● Série d'exercices:
- A) Recopiez le passage du texte sur Végèce qui commence aux mots « Les Digesta artis » et s'arrête après « l'abbaye de Saint-Gall[17]). ».
- B) D'après le texte sur Végèce, dans quelle abbaye signale-t-on la Mulomedicina dès le VIe siècle ?

● Texte à lire:

++++

Il conserve son aura dans le bouillonnement d'idées de la Renaissance, entre autres chez Machiavel. Malgré l'introduction des armes à feu, les conditions tactiques n'ont pas vraiment changé et les principes initiés par Végèce demeurent valables. Il n'y a donc rien d'étonnant si les grands chefs européens, de Guillaume le Taciturne à Frédéric II de Prusse (Frédéric le Grand), en ont fait leur livre de chevet. Le maréchal Maurice de Saxe (1696-1750) s'en inspire pour composer ses Rêveries sur l'art de la guerre.
Les Digesta artis mulomedicæ (en abrégé Mulomedicina) sont un manuel pratique en quatre livres exposant les soins à donner aux bêtes de somme, chevaux et bœufs. Ce recueil figure dans toutes les bonnes bibliothèques du Moyen Âge (on le signale, dès le VIe siècle, à l'abbaye de Saint-Gall[17]).
Dans son introduction, Végèce déplore que la médecine vétérinaire soit peu prisée en regard de la médecine humaine, ce qui fait que la plupart des ouvrages qui en traitent sont mal écrits. Par ailleurs, les remèdes atteignent trop souvent des prix presque équivalents à celui de l'animal à traiter. Il s'engage donc à rédiger, d'après des sources antérieures[18], un ouvrage dont le style ne dégoûtera point les lettrés, tout en restant à portée de ceux qui ont la responsabilité des écuries et des étables, ce qui leur permettra de confectionner eux-mêmes et à moindre coût les potions nécessaires.

++++

● Données fournies:
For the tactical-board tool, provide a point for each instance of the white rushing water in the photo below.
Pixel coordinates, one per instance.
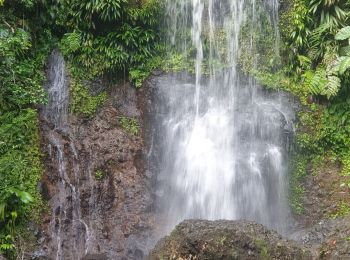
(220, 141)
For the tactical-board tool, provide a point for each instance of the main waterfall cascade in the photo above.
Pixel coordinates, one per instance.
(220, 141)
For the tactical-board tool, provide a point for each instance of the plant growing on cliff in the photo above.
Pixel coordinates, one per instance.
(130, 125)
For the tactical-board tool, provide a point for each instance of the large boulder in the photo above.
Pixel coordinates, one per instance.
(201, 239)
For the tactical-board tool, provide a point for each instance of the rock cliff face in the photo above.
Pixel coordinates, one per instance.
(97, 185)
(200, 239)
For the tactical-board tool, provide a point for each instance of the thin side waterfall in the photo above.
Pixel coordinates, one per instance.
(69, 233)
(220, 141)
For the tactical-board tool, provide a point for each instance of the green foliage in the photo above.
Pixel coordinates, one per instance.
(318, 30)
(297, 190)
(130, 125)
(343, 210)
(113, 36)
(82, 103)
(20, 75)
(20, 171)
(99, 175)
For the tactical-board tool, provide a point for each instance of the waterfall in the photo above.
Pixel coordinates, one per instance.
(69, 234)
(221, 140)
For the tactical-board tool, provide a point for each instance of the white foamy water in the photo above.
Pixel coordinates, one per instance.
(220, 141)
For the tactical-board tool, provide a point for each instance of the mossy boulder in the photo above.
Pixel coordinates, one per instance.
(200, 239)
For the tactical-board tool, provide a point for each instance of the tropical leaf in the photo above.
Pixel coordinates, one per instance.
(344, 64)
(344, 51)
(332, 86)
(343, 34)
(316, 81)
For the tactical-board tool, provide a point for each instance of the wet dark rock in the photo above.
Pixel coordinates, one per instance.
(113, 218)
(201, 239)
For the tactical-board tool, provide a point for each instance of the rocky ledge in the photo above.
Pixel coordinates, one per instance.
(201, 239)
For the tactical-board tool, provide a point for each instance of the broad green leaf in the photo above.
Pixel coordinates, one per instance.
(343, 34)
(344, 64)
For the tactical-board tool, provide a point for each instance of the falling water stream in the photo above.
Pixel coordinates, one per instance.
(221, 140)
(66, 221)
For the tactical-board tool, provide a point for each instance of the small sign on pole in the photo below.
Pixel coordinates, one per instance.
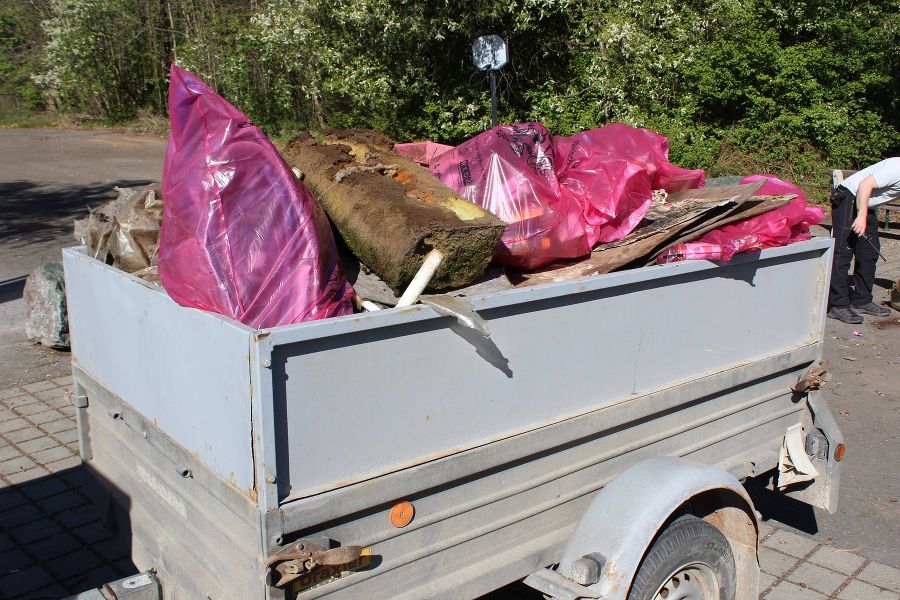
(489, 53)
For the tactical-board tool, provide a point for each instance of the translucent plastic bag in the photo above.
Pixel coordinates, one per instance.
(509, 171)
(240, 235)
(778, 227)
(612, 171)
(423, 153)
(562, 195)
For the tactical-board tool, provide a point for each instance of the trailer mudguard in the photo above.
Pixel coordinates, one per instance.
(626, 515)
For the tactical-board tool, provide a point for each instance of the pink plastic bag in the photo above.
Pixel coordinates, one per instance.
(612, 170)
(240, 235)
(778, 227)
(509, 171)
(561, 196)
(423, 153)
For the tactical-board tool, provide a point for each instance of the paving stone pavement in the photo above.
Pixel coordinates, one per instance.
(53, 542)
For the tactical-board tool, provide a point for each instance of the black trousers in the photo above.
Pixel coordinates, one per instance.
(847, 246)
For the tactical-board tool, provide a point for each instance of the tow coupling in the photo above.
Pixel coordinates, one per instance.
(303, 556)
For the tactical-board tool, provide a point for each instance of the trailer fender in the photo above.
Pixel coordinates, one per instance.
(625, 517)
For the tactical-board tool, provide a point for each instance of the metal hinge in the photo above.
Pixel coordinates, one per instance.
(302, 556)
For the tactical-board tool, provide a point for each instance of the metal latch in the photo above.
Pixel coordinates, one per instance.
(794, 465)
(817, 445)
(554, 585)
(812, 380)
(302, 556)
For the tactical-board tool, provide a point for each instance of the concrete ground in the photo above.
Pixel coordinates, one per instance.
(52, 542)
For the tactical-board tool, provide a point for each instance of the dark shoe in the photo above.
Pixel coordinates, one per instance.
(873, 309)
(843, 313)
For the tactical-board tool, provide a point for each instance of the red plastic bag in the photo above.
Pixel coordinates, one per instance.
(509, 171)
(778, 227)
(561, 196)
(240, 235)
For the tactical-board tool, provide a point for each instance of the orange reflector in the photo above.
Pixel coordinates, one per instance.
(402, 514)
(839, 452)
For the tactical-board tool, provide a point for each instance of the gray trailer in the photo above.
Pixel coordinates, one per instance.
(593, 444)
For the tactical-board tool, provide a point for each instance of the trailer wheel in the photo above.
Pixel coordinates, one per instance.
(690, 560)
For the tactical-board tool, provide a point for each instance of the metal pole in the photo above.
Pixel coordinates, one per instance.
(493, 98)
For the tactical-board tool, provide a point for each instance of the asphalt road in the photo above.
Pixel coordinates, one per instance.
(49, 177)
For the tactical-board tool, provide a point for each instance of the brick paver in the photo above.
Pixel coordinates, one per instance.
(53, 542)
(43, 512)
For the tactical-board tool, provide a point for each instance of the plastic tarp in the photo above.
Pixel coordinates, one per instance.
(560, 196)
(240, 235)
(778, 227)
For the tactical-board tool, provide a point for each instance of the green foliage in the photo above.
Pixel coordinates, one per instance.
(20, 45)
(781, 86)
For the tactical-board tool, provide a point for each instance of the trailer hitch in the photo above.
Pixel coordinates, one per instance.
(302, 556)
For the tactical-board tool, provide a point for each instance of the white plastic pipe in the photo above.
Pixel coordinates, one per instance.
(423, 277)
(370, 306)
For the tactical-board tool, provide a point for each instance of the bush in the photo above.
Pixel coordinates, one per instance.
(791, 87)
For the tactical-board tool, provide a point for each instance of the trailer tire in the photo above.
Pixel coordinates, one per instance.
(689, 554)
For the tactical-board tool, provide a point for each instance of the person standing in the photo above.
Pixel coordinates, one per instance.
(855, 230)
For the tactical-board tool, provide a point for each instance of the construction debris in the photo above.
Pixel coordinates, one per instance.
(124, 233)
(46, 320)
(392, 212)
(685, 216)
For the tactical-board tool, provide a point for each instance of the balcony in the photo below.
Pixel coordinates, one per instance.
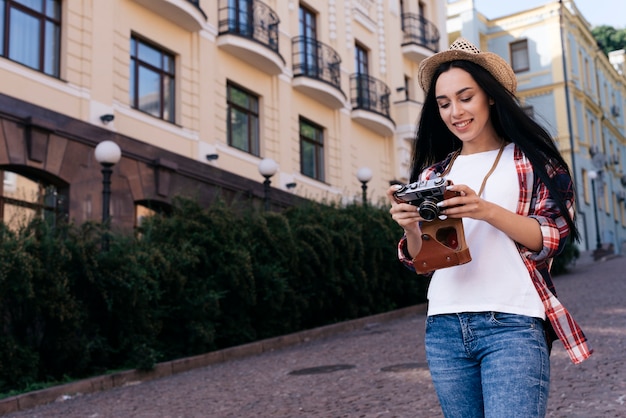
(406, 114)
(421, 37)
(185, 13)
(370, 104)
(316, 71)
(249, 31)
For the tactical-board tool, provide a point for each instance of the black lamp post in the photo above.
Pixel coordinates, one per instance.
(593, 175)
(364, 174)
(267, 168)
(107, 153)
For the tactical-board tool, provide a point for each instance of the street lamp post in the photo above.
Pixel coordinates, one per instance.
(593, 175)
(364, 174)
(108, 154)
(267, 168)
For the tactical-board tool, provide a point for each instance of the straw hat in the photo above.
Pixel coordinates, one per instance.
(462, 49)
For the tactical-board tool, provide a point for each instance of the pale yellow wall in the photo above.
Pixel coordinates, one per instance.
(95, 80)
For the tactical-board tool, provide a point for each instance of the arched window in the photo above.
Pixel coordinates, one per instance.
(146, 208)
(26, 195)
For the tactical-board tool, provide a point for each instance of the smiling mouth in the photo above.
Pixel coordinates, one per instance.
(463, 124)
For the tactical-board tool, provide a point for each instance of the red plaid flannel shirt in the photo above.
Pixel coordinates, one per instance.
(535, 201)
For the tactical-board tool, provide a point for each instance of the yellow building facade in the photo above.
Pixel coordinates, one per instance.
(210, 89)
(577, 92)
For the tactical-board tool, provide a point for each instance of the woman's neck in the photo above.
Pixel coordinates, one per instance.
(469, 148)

++++

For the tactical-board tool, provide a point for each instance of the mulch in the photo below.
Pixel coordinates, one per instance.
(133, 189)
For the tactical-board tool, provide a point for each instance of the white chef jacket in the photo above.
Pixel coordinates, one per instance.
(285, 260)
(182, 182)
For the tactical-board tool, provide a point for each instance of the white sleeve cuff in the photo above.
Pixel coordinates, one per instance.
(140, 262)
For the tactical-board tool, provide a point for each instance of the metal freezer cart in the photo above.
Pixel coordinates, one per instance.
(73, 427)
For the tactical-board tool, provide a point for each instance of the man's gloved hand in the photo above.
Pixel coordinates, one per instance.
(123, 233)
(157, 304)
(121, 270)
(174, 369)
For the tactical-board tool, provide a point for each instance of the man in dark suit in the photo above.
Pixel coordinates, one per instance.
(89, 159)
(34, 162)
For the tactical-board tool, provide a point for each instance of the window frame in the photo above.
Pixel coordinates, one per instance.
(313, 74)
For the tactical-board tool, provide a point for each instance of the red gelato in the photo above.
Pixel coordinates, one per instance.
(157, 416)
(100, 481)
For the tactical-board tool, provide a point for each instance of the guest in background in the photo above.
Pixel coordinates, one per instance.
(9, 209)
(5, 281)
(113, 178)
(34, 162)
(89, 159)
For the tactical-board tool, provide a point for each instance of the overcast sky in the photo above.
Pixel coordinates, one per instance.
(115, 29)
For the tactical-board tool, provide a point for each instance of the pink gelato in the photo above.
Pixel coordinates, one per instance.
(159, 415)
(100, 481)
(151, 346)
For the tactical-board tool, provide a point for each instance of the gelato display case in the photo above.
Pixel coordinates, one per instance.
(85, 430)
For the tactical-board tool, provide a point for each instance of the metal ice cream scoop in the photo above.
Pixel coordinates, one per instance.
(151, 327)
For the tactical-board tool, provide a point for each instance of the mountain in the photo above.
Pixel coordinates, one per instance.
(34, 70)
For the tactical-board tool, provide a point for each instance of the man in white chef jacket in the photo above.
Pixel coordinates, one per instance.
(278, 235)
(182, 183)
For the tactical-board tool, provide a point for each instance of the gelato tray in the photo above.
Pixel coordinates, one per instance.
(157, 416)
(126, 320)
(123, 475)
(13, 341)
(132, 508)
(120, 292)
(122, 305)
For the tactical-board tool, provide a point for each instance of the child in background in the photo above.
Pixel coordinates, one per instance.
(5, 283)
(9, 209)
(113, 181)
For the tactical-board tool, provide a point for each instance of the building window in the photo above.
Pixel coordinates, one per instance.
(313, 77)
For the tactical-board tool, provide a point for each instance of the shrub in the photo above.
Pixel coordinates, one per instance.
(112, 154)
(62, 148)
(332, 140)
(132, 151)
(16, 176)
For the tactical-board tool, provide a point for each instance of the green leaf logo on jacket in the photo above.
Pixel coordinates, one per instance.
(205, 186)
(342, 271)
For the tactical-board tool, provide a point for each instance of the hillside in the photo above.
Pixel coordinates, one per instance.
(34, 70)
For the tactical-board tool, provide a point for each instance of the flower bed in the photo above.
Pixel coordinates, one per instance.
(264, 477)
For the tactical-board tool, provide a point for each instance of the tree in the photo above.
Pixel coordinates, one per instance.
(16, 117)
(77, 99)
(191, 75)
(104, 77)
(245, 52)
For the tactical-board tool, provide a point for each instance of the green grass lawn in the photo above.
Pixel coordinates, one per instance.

++++

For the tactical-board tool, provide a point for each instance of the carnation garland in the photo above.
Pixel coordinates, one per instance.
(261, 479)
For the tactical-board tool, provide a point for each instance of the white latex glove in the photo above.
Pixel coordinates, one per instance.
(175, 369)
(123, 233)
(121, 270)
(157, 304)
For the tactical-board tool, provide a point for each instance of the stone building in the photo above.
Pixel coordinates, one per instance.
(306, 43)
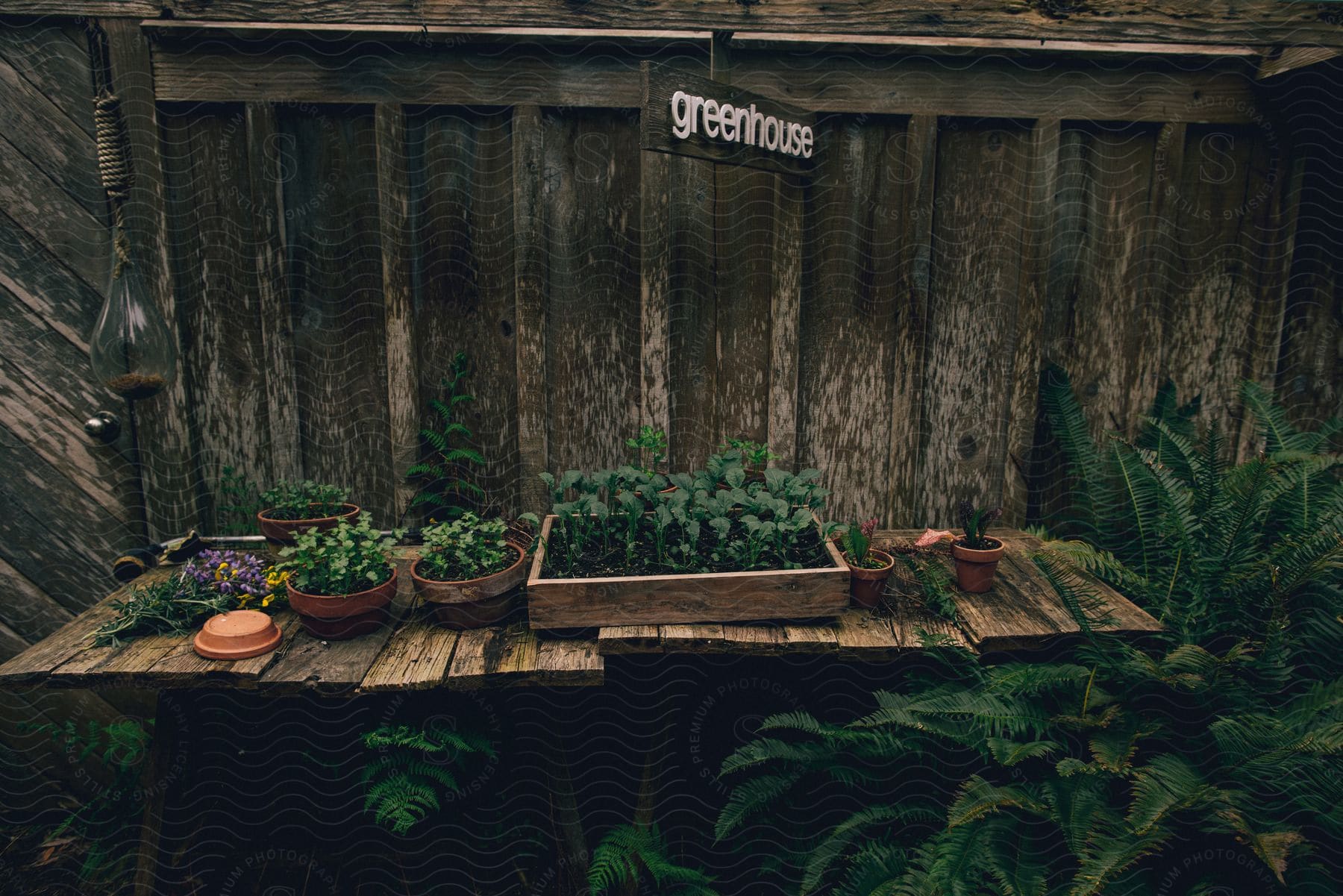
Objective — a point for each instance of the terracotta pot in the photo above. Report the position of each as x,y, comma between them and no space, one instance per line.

++++

● Réponses par numéro:
- A)
Les Digesta artis mulomedicæ (en abrégé Mulomedicina) sont un manuel pratique en quatre livres exposant les soins à donner aux bêtes de somme, chevaux et bœufs. Ce recueil figure dans toutes les bonnes bibliothèques du Moyen Âge (on le signale, dès le VIe siècle, à l'abbaye de Saint-Gall[17]).

- B) À l'abbaye de Saint-Gall.